(Referring expression pointing data)
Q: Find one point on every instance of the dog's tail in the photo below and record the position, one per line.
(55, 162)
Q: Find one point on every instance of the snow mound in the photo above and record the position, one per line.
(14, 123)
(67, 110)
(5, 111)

> What you have to do:
Type out the records above again, exactly the same.

> Solution:
Q: Find one point on every instance of the dog's tail in the photo below and record the position, one per line.
(55, 162)
Q: Find one point on every instance of the snow mound in the photo above and record the position, one per line.
(14, 123)
(67, 110)
(5, 111)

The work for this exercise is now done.